====== DATA SECTION ======
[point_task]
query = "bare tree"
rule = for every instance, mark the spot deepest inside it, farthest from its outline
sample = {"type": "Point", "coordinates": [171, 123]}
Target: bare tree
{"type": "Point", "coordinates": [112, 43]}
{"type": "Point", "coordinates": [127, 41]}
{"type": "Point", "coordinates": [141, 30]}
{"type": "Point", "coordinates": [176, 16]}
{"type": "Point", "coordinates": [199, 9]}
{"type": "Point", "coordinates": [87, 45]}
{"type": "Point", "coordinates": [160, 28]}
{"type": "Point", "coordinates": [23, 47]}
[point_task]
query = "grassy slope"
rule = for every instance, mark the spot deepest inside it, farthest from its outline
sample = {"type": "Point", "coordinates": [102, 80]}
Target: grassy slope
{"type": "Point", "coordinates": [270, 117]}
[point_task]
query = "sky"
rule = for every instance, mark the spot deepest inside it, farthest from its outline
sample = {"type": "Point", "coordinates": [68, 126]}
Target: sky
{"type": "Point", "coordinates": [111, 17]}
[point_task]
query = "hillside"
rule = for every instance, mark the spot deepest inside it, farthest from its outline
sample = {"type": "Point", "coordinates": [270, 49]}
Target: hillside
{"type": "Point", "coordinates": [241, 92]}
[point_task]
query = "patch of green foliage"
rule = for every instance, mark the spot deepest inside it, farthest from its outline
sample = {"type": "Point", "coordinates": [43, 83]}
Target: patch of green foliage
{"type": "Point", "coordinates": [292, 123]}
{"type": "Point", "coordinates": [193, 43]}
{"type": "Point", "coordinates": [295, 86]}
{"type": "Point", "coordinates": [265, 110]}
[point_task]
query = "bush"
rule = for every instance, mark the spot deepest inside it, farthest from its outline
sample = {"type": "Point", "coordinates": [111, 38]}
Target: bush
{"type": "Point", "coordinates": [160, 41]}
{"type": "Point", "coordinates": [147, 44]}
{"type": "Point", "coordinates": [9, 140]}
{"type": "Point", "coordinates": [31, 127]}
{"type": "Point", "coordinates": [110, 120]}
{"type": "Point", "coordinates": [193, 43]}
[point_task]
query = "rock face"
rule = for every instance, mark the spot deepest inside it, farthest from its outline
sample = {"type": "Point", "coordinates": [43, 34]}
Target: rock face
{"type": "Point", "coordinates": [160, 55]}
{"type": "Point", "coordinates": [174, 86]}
======
### WHAT YOU WILL DO
Make an exact copy of every entry.

### ANSWER TO THIS EXERCISE
[point_task]
query = "bare tree"
rule = for every instance, mark the spot deepest inside it, farthest from its outline
sample = {"type": "Point", "coordinates": [171, 123]}
Target: bare tree
{"type": "Point", "coordinates": [112, 43]}
{"type": "Point", "coordinates": [127, 41]}
{"type": "Point", "coordinates": [141, 30]}
{"type": "Point", "coordinates": [176, 16]}
{"type": "Point", "coordinates": [199, 9]}
{"type": "Point", "coordinates": [87, 45]}
{"type": "Point", "coordinates": [160, 28]}
{"type": "Point", "coordinates": [23, 47]}
[point_task]
query = "grassy slope"
rule = for every instance, mark the spot deepest inside it, farthest from its outline
sample = {"type": "Point", "coordinates": [102, 80]}
Target: grassy slope
{"type": "Point", "coordinates": [270, 117]}
[point_task]
query = "sky"
rule = for every instance, mark the spot deepest inside it, farthest from its outline
sample = {"type": "Point", "coordinates": [68, 126]}
Target: sky
{"type": "Point", "coordinates": [111, 17]}
[point_task]
query = "hillside"
rule = for every instance, mark the spot deepest inside it, farthest from its outline
sample = {"type": "Point", "coordinates": [270, 49]}
Target: hillside
{"type": "Point", "coordinates": [241, 92]}
[point_task]
query = "patch of green foliage"
rule = for every instance, mark the spot deepest inside it, farthest from its outline
sample = {"type": "Point", "coordinates": [43, 83]}
Target: patch of green foliage
{"type": "Point", "coordinates": [292, 123]}
{"type": "Point", "coordinates": [193, 43]}
{"type": "Point", "coordinates": [295, 86]}
{"type": "Point", "coordinates": [265, 110]}
[point_task]
query = "bush"
rule = for every instance, mark the spot deepest inside it, farthest from its outline
sample = {"type": "Point", "coordinates": [111, 38]}
Target: bush
{"type": "Point", "coordinates": [160, 41]}
{"type": "Point", "coordinates": [147, 44]}
{"type": "Point", "coordinates": [9, 140]}
{"type": "Point", "coordinates": [31, 127]}
{"type": "Point", "coordinates": [110, 120]}
{"type": "Point", "coordinates": [193, 43]}
[point_task]
query = "rock face"
rule = for every instance, mark the spot deepest inside it, farthest from its outline
sample = {"type": "Point", "coordinates": [43, 34]}
Target: rock face
{"type": "Point", "coordinates": [160, 55]}
{"type": "Point", "coordinates": [174, 86]}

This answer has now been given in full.